WHAT IS NEEDED ▸
Echo the following lines back word for word, omitting the pictures from your answer.
-- begin INFORMATION GIVEN --
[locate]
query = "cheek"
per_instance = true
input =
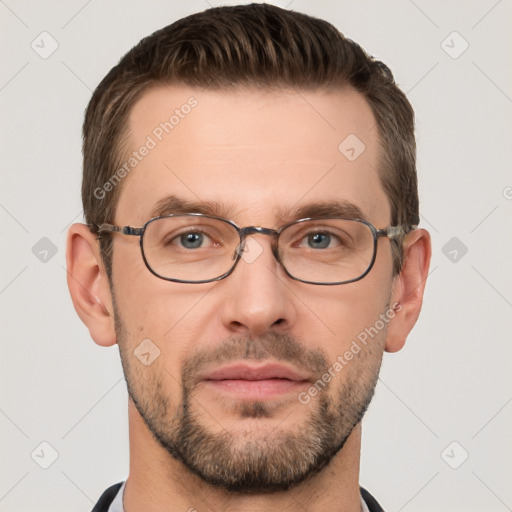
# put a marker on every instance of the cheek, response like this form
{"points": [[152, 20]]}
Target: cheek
{"points": [[339, 316]]}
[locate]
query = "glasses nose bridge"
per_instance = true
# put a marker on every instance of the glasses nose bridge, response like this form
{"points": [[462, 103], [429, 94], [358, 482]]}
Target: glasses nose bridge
{"points": [[258, 230], [251, 230]]}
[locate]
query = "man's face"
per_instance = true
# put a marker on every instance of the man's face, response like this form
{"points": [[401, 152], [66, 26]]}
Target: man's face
{"points": [[259, 155]]}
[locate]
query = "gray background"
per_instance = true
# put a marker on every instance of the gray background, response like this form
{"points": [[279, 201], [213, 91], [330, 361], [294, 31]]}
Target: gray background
{"points": [[452, 381]]}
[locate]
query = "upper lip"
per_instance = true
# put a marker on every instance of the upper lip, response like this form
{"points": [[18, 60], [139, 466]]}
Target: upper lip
{"points": [[241, 371]]}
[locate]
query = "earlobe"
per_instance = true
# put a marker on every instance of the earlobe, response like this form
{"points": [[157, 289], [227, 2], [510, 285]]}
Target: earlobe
{"points": [[88, 284], [408, 288]]}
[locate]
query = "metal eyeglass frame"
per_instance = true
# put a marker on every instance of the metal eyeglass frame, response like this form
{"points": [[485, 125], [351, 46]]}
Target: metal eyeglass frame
{"points": [[391, 232]]}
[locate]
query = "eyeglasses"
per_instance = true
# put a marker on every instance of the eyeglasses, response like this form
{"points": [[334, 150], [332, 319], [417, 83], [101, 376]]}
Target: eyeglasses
{"points": [[197, 248]]}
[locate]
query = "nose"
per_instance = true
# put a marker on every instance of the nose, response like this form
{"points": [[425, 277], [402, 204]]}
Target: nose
-- end INFORMATION GIVEN --
TASK OUTPUT ▸
[locate]
query = "cheek"
per_instance = true
input =
# put a marker on every instance of the cheek, response like this form
{"points": [[152, 20]]}
Target: cheek
{"points": [[339, 316]]}
[locate]
query = "glasses nose bridge"
per_instance = true
# put a marker on every instance of the glasses nose bridge, response like this form
{"points": [[462, 103], [429, 94], [358, 482]]}
Target: glasses nose bridge
{"points": [[258, 230], [251, 230]]}
[locate]
query = "man's face"
per_instance = true
# put a marker on every instance of the man's face, response like this form
{"points": [[401, 152], [66, 26]]}
Target: man's face
{"points": [[259, 155]]}
[locate]
query = "gray background"
per_instance = true
# put a marker on every instance of the gray background, response like this form
{"points": [[279, 201], [213, 91], [330, 361], [294, 31]]}
Target: gray background
{"points": [[452, 381]]}
[locate]
query = "upper lip"
per_instance = true
# put a marker on every instance of the upper lip, response like this form
{"points": [[18, 60], [139, 466]]}
Target: upper lip
{"points": [[241, 371]]}
[locate]
query = "earlobe"
per_instance = true
# put a marker on every instance of the earlobe, response like this form
{"points": [[157, 289], [227, 2], [510, 285]]}
Target: earlobe
{"points": [[88, 284], [408, 288]]}
[locate]
query = "metal eyeglass frame"
per_instance = true
# put a marker on every instance of the metal eyeglass frame, response like this form
{"points": [[485, 125], [351, 46]]}
Target: metal eyeglass frame
{"points": [[391, 232]]}
[locate]
query = "eyeglasses"
per_instance = true
# put a marker on every instance of the eyeglasses, response like this form
{"points": [[334, 150], [332, 319], [417, 83], [101, 376]]}
Target: eyeglasses
{"points": [[197, 248]]}
[locate]
query = "nose"
per_instance = true
# put a marker on every instance of the nose, response like this form
{"points": [[425, 277], [402, 204]]}
Target: nose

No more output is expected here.